[TAREA]: Sustituye "thickest" por "widest" en las líneas que van desde la que contiene "point: snow bank" hasta la que contiene "column 42, row 490", ambas incluidas, y reprodúcelas sin ningún otro cambio.

[DATOS DE ENTRADA]:
* * *

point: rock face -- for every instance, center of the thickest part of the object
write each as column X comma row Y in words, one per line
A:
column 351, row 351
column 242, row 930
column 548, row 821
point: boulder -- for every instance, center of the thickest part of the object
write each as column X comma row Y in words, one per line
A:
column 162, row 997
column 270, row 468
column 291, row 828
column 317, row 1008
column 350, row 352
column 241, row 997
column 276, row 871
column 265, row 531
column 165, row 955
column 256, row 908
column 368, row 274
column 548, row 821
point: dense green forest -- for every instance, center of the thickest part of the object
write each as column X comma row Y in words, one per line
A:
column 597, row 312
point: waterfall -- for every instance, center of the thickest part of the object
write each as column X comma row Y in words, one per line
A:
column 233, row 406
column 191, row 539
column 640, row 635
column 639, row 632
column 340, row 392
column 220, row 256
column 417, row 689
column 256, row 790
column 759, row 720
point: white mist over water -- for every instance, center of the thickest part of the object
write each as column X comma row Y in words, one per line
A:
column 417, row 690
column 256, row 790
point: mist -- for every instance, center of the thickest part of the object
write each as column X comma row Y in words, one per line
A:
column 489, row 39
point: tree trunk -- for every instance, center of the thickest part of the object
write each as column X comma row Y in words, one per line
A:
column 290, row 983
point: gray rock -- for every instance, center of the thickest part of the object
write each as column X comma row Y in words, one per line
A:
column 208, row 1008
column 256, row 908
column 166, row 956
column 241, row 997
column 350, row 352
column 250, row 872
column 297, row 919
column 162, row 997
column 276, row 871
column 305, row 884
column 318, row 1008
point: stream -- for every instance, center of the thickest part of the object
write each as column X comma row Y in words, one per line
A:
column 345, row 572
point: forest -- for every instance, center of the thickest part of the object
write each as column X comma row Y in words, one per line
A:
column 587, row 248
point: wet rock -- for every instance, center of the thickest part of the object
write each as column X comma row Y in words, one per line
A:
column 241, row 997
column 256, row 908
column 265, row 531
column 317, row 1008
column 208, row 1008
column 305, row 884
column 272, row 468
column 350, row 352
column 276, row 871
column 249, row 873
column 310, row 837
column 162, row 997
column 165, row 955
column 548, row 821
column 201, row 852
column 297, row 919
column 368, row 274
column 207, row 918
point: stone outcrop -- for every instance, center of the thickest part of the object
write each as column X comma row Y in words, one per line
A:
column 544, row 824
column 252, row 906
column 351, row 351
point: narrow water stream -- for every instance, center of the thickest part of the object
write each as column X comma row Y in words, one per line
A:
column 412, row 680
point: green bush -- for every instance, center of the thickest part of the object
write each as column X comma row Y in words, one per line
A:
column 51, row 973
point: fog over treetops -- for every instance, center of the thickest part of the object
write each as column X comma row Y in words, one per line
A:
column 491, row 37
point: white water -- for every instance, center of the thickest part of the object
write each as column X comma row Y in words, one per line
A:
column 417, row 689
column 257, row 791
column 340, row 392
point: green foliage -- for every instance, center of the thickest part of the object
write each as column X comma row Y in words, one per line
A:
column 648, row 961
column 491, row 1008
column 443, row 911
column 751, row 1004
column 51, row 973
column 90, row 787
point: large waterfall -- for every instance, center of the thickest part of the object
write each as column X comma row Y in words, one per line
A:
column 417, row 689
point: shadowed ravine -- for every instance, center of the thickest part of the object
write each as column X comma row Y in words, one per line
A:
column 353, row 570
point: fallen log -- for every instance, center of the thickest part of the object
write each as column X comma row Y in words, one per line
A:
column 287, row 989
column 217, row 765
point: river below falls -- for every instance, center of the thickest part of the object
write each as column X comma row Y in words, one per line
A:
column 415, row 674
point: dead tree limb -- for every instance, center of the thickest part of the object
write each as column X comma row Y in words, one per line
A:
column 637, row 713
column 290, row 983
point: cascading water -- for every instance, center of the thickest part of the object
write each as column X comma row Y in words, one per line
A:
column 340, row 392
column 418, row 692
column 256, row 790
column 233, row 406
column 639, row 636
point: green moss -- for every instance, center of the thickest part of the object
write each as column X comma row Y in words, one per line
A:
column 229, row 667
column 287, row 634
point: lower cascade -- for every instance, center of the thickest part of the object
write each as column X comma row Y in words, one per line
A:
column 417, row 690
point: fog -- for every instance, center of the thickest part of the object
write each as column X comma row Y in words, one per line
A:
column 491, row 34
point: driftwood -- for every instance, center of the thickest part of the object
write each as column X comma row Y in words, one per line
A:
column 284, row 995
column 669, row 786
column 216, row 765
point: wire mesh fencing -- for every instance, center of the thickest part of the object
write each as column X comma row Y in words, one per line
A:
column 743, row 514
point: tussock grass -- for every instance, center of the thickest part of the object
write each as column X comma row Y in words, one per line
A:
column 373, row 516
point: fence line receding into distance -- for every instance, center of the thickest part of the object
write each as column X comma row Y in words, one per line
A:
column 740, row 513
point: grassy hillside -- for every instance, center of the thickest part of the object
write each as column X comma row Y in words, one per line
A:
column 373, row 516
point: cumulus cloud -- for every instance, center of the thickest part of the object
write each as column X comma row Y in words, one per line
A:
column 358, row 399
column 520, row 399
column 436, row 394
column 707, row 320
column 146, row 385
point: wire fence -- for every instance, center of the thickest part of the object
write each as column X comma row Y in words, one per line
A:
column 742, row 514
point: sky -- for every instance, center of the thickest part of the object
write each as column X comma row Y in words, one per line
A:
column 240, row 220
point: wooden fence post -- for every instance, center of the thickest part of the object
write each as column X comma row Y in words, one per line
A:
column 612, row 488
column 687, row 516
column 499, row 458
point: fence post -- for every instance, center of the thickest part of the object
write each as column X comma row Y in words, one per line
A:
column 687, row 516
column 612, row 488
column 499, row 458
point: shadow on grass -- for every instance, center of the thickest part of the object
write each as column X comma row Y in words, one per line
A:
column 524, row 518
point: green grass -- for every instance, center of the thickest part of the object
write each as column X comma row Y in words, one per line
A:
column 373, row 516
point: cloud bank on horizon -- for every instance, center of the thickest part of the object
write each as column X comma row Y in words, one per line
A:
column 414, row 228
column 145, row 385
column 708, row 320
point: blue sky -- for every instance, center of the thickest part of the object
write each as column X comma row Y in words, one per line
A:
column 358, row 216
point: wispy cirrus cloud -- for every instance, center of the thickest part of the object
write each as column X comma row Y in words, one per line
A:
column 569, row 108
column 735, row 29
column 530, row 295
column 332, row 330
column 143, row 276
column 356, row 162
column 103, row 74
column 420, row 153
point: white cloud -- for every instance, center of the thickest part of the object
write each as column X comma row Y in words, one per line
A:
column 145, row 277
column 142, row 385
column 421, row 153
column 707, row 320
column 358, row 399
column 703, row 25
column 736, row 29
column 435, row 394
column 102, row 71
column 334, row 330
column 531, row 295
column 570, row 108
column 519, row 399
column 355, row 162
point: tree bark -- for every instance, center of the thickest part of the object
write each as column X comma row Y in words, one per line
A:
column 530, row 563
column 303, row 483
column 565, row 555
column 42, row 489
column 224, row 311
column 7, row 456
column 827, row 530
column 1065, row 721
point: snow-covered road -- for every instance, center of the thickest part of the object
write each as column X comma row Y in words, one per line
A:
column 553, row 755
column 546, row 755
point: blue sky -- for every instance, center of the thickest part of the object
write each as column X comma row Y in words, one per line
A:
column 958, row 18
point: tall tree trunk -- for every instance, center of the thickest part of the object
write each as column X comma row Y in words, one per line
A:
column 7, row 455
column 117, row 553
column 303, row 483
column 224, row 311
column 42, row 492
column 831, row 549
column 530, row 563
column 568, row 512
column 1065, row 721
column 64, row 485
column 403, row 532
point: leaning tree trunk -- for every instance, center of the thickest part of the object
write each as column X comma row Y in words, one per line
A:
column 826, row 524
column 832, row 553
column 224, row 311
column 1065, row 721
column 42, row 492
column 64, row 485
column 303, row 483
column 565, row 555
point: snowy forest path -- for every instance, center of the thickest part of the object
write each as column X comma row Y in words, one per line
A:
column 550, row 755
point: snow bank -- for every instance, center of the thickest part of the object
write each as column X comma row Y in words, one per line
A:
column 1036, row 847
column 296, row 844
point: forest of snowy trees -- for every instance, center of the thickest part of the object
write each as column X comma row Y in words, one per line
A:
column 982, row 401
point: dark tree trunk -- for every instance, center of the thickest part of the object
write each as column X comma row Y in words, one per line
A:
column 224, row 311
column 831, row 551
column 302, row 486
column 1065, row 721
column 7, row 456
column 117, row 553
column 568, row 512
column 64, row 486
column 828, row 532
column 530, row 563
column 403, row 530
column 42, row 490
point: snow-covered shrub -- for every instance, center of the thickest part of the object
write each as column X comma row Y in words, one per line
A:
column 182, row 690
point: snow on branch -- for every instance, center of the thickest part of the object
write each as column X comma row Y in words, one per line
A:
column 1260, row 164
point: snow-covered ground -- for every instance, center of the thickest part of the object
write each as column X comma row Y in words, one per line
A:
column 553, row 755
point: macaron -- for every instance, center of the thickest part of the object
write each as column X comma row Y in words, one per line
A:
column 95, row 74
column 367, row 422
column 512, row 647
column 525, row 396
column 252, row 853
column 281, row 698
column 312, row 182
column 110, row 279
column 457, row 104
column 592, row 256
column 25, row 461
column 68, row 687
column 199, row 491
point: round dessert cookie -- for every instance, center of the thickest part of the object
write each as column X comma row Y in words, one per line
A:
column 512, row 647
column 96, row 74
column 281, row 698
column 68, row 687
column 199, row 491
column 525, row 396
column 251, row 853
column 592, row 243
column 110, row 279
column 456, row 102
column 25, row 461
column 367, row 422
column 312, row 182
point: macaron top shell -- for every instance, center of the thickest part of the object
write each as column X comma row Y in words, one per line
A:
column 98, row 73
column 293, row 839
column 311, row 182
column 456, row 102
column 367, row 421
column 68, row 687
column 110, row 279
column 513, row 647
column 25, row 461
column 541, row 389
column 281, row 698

* * *

[SOLUCIÓN]:
point: snow bank -- for every instance, center of the widest part of the object
write each as column X comma row Y in words, one per line
A:
column 1036, row 847
column 296, row 844
point: forest of snowy trees -- for every instance, center of the widest part of the object
write each as column X comma row Y in words, one per line
A:
column 982, row 401
point: dark tree trunk -- for every instance, center of the widest part of the object
write each as column X comma row Y in words, one per line
A:
column 224, row 311
column 831, row 551
column 302, row 486
column 1065, row 721
column 7, row 456
column 117, row 553
column 568, row 512
column 64, row 486
column 828, row 532
column 530, row 563
column 403, row 530
column 42, row 490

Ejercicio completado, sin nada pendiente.